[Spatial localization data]
★ ★ ★

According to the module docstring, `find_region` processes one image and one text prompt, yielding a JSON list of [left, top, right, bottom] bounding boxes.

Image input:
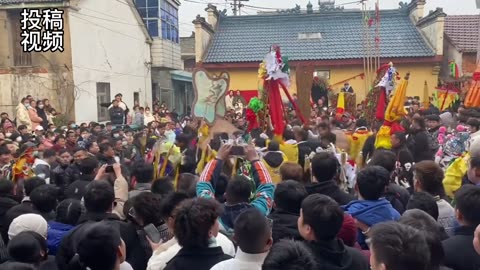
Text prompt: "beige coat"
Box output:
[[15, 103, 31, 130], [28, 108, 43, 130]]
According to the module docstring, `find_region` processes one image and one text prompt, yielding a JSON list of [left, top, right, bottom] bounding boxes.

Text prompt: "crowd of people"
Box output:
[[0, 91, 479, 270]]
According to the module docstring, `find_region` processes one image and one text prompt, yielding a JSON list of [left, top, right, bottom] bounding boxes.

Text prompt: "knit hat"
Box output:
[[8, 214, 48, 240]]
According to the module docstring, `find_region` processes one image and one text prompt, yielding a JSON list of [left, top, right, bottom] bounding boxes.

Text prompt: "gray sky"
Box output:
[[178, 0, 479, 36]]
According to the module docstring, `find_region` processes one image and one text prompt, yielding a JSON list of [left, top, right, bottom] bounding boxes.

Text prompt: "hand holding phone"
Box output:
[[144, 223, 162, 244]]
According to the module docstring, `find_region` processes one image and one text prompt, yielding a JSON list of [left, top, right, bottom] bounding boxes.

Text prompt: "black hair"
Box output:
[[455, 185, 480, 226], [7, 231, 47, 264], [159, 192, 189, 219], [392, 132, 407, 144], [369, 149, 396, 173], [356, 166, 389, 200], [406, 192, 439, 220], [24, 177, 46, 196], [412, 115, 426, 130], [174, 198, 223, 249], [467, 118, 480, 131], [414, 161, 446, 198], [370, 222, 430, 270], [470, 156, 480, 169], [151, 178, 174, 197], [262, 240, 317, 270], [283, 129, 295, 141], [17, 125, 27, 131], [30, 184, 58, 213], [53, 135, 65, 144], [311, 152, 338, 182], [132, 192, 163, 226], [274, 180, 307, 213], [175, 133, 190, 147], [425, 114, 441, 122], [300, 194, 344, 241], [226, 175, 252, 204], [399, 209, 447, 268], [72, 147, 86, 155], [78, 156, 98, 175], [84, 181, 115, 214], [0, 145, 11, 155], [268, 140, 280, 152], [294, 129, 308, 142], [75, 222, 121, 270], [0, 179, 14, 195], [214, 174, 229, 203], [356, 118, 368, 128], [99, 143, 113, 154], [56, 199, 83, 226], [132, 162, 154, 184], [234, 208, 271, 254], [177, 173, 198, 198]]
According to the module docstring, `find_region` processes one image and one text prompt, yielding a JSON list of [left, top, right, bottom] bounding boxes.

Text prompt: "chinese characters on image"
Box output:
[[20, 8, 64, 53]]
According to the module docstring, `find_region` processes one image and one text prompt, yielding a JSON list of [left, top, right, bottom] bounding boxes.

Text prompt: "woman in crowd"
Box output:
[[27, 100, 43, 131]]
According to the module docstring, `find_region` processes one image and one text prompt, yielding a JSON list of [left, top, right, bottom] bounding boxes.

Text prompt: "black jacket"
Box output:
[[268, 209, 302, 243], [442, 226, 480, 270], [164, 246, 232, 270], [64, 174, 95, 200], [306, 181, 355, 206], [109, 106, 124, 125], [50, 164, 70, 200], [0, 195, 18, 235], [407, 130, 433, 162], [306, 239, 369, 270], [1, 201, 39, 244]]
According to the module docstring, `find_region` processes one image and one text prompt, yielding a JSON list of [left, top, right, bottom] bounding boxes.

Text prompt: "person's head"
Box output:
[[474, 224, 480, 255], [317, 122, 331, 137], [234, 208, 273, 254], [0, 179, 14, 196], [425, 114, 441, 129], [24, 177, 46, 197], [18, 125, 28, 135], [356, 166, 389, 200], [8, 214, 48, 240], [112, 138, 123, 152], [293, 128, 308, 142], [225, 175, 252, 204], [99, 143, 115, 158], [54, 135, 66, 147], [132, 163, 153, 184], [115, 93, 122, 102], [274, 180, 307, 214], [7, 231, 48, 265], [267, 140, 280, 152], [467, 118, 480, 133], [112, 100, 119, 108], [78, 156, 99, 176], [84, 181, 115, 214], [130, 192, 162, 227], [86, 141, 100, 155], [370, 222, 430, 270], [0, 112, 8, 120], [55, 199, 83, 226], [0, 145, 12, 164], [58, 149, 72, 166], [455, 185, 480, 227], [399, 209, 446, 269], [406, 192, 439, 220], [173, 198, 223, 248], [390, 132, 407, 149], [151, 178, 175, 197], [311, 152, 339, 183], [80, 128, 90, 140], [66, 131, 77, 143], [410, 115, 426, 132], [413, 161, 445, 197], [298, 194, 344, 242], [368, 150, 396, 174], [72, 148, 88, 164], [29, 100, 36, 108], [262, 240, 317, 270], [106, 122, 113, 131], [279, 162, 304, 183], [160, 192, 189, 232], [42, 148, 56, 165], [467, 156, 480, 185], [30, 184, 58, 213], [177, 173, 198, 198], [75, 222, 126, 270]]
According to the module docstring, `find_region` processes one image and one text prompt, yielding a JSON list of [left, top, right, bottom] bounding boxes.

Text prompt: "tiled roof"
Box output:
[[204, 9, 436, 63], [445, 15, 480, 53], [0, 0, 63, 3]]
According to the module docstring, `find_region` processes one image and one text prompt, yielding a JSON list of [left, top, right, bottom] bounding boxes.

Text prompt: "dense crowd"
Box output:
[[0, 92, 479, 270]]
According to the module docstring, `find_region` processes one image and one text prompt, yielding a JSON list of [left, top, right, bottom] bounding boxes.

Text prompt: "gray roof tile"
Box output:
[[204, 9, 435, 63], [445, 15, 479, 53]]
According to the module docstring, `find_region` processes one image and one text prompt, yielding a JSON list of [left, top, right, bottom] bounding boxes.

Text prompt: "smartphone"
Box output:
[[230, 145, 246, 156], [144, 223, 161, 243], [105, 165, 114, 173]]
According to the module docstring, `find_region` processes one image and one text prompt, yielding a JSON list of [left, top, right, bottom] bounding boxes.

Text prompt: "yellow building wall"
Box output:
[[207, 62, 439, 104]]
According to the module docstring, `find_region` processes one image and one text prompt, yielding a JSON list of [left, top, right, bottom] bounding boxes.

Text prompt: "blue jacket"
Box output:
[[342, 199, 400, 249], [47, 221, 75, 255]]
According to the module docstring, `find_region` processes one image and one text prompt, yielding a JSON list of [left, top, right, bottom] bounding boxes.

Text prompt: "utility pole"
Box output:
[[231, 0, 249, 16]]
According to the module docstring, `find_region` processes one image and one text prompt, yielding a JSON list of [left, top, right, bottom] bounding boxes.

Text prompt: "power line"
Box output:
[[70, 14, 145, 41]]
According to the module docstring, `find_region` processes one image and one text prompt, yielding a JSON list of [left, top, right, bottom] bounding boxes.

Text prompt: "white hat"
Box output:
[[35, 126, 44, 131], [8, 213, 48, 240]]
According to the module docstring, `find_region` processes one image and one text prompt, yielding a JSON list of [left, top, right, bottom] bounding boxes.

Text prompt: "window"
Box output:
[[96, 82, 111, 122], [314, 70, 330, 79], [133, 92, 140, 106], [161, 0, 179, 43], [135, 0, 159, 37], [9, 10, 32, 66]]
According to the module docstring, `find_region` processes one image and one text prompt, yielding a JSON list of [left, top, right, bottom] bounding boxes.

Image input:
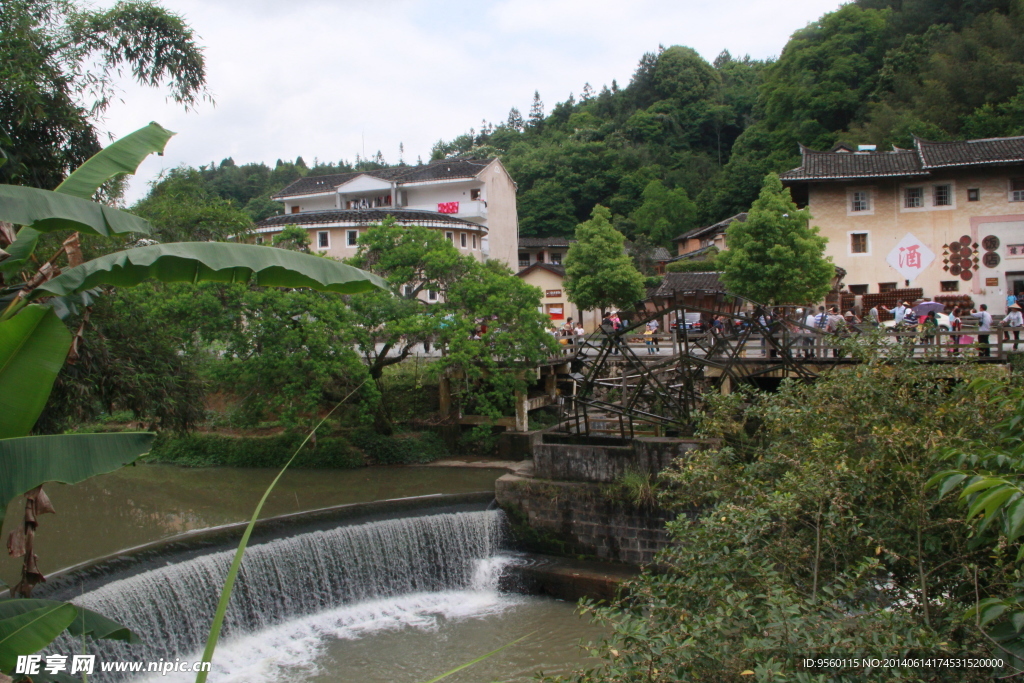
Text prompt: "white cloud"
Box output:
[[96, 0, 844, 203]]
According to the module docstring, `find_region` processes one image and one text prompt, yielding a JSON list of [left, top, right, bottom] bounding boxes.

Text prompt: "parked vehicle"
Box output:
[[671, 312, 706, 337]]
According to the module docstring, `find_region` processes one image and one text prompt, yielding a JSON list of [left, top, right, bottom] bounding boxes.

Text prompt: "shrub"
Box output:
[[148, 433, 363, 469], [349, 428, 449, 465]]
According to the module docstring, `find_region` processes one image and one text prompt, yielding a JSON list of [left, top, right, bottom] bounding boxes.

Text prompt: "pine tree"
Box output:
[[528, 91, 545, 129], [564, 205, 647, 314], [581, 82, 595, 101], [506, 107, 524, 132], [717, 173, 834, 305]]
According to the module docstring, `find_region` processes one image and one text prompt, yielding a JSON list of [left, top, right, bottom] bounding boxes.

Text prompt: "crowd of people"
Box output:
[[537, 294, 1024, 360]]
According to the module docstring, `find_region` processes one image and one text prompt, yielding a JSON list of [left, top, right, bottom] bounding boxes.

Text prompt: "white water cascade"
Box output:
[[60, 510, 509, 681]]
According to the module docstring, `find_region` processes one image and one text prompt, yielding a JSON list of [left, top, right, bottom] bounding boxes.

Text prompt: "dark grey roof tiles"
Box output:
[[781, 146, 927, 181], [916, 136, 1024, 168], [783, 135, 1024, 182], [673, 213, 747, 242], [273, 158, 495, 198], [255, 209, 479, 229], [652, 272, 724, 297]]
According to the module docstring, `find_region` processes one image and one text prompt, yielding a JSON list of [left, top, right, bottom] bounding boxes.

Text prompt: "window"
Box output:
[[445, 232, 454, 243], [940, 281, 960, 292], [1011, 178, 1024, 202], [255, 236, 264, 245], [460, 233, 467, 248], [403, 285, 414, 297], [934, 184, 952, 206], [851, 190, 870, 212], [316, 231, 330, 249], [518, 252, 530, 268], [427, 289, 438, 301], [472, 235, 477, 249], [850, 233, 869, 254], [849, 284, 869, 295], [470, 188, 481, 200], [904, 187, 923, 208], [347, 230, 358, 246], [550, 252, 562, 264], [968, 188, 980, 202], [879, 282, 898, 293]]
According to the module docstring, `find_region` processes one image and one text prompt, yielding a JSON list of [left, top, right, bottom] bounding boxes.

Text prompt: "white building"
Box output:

★ ★ ★

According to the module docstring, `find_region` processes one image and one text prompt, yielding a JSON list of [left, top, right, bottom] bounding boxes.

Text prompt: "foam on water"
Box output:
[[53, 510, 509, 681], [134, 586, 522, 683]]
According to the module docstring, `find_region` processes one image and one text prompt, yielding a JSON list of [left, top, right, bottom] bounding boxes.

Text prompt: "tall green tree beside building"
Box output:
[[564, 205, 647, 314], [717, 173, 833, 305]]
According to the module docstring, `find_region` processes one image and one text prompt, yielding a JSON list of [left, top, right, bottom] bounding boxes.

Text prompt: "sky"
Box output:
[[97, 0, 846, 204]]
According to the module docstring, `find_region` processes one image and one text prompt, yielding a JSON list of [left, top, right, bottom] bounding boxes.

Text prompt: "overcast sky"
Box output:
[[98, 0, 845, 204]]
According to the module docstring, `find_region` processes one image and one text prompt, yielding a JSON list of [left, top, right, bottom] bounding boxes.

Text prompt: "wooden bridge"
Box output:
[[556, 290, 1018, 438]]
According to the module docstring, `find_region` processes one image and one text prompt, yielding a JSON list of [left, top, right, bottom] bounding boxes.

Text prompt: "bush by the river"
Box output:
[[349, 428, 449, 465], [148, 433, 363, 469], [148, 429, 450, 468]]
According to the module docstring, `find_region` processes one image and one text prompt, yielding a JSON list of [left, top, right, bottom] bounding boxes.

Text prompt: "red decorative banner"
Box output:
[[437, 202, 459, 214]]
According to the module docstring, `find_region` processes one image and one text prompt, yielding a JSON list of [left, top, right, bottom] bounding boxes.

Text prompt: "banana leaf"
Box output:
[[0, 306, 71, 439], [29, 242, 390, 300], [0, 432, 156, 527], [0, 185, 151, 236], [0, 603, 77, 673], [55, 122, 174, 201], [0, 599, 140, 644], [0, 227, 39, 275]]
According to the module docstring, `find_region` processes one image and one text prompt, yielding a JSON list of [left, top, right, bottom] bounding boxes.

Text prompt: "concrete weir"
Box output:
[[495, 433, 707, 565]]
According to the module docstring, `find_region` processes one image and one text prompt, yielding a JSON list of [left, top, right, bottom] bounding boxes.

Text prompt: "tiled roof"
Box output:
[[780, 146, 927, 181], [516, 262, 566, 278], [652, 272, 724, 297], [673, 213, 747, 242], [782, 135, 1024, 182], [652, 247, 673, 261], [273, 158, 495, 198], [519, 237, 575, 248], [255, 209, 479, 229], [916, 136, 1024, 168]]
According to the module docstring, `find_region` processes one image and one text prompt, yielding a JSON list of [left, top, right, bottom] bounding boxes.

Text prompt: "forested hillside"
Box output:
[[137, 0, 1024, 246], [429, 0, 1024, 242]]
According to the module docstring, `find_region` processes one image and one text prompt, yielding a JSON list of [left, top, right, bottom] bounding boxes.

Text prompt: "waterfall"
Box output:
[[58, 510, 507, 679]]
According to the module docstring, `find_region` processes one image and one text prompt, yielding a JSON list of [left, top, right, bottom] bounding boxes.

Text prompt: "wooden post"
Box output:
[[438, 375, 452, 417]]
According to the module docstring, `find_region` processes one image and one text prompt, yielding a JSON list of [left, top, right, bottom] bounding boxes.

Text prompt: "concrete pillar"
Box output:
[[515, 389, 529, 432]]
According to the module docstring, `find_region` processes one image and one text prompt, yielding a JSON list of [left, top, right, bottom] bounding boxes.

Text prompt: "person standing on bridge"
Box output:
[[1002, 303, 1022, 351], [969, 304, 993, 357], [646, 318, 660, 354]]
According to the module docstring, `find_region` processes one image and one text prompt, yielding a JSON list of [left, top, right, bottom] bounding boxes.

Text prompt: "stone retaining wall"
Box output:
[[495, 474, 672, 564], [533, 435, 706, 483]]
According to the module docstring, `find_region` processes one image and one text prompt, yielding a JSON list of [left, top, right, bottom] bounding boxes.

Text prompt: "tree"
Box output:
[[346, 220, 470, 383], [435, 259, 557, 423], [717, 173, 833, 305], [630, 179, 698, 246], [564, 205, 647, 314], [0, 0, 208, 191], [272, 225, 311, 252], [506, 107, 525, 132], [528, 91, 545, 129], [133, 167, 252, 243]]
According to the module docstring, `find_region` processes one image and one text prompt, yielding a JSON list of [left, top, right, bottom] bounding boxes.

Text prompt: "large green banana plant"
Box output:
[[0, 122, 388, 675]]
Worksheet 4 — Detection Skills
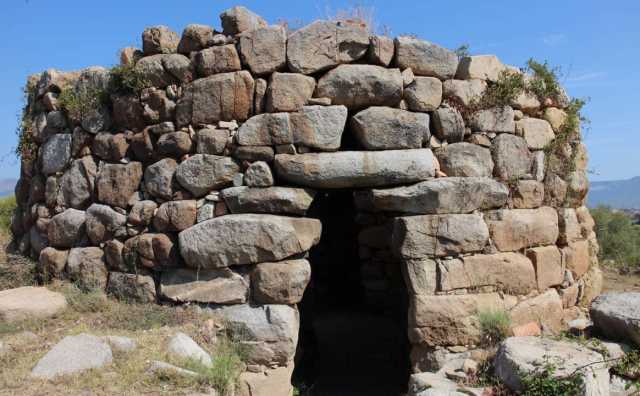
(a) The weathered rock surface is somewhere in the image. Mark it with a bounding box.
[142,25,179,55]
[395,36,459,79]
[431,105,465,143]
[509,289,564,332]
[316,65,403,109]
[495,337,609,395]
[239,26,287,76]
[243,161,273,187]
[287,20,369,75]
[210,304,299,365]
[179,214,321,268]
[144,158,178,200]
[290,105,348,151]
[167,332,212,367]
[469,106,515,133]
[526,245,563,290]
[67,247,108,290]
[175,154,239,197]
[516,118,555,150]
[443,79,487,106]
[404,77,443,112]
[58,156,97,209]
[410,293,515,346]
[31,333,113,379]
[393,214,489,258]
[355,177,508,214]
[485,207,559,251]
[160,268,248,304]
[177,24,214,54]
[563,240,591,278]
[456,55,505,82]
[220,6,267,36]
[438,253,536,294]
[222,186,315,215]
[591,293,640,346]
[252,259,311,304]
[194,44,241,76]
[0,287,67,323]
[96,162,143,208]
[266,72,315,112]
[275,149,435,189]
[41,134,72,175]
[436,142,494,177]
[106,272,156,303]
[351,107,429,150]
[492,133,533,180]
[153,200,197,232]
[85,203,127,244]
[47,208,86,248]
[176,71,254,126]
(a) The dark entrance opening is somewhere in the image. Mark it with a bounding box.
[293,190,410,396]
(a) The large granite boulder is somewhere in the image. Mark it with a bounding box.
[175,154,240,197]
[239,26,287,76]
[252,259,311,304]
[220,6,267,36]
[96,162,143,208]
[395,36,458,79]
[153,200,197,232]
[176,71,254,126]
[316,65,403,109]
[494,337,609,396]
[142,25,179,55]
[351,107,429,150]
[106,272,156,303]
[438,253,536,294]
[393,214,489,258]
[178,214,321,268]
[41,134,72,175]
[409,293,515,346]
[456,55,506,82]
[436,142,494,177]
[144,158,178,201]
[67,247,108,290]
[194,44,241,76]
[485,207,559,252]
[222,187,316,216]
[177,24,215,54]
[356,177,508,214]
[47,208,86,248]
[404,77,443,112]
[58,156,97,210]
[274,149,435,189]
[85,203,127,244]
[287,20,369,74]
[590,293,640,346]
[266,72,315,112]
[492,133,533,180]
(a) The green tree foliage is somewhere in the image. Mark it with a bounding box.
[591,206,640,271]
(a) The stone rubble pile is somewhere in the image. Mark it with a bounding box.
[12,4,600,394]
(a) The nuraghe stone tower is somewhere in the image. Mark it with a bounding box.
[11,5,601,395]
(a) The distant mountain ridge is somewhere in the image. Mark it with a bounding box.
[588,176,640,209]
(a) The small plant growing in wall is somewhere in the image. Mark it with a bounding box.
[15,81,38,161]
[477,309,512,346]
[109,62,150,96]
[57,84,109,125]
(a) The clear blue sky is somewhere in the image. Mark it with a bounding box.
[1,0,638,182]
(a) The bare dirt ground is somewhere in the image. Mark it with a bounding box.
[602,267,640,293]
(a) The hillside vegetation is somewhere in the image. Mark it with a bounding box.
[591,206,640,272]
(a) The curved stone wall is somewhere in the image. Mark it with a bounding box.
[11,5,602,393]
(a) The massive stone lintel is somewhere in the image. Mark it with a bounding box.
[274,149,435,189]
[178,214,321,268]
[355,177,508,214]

★ ★ ★

— Task to complete —
Which lines above contain the word "black"? Copy each one.

— Final answer —
Text prompt: "black hair"
Text prompt: "black jacket"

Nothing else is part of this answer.